▶ Quoted passage:
Where a potential infringer has actual notice of another’s patent rights, he has an affirmative duty “to exercise due care to determine whether or not he is infringing.” Underwater Devices, 717 F.2d at 1389-90. This affirmative duty includes the duty to seek and obtain competent legal advice from counsel before the initiation or continuation of the possibly infringing activity. Id. at 1390.

III. THE SCOPE OF THE WAIVER

When a party asserts an advice of counsel defense, it waives the attorney-client privilege with respect to “all communications to and from counsel concerning the transaction for which counsel’s advice was sought.” Kelsey-Hayes Company v. Motor Wheel Corporation, 155 F.R.D. 170, 171-72 (W.D.Mich. 1991), citing Handgards, Inc. v. Johnson & Johnson, 413 F.Supp. 926, 929 (N.D.Cal. 1976) (“The deliberate injection of the advice of counsel defense into a case waives the attorney-client privilege as to communications and documents relating to the advice.”).

▶ Stored data:

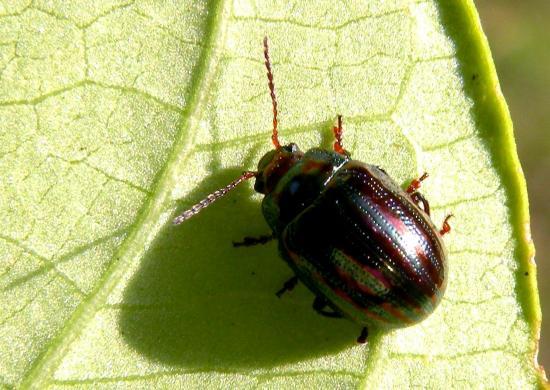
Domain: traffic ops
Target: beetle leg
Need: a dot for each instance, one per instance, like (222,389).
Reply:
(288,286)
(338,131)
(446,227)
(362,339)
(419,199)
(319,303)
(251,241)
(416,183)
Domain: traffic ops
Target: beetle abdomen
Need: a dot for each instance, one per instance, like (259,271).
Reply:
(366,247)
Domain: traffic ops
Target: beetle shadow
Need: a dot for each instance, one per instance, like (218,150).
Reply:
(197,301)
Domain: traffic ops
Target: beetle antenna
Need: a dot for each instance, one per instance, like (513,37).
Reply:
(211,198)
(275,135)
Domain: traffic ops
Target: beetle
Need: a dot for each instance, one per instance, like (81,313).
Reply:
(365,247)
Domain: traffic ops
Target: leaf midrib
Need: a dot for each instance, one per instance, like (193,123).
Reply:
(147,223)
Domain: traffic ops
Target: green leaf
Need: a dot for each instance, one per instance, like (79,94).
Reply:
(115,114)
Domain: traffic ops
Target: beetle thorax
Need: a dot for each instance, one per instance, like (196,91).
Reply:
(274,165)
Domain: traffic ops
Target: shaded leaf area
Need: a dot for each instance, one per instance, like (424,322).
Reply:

▶ Questions on the material:
**a)** Shorten the paragraph of the patent law excerpt that begins "When a party asserts" into a brief list that keeps its main facts.
**b)** Name every case that the patent law excerpt cites.
**c)** Carry on the patent law excerpt, starting after its last sentence.
The entries have nothing to do with the patent law excerpt.

▶ Responses by task:
**a)**
- Asserting an advice of counsel defense waives the attorney-client privilege.
- The waiver covers all communications to and from counsel about the transaction on which advice was sought (Kelsey-Hayes Company v. Motor Wheel Corporation, 155 F.R.D. 170, 171-72, W.D.Mich. 1991).
- That case cites Handgards, Inc. v. Johnson & Johnson, 413 F.Supp. 926, 929 (N.D.Cal. 1976). Handgards holds that deliberately raising the defense waives the privilege for communications and documents relating to the advice.

**b)**
- Underwater Devices
- Kelsey-Hayes Company v. Motor Wheel Corporation
- Handgards, Inc. v. Johnson & Johnson

**c)**
The basic principle which supports the waiver of the attorney-client privilege here is fairness. Courts have recognized that it would be fundamentally unfair to allow a party to disclose opinions which support its position, and simultaneously conceal those which are adverse. Mushroom Associates v. Monterey Mushrooms, Inc., 24 U.S.P.Q.2d 1767, 1770 (N.D.Cal.1992); Kelsey-Hayes, 155 F.R.D. at 172; Smith v. Alyeska Pipeline Service Co., 538 F.Supp. 977, 979 (D.Del. 1982); Fonar Corporation v. Johnson & Johnson, et al., 227 U.S.P.Q. 886, 887, 1985 WL 186693 (D.Mass.1985); Handgards, Inc., 413 F.Supp. at 929.

The disputed issue here is how to define the scope of the waiver of the attorney client privilege. GE contends that by producing opinions of counsel which discussed the validity of the patents in suit, Norton waived the attorney-client privilege with respect to the issues of validity, infringement and enforceability. Norton argues, however, that validity is distinct from infringement and enforceability, and that its waiver of privilege extends to validity only.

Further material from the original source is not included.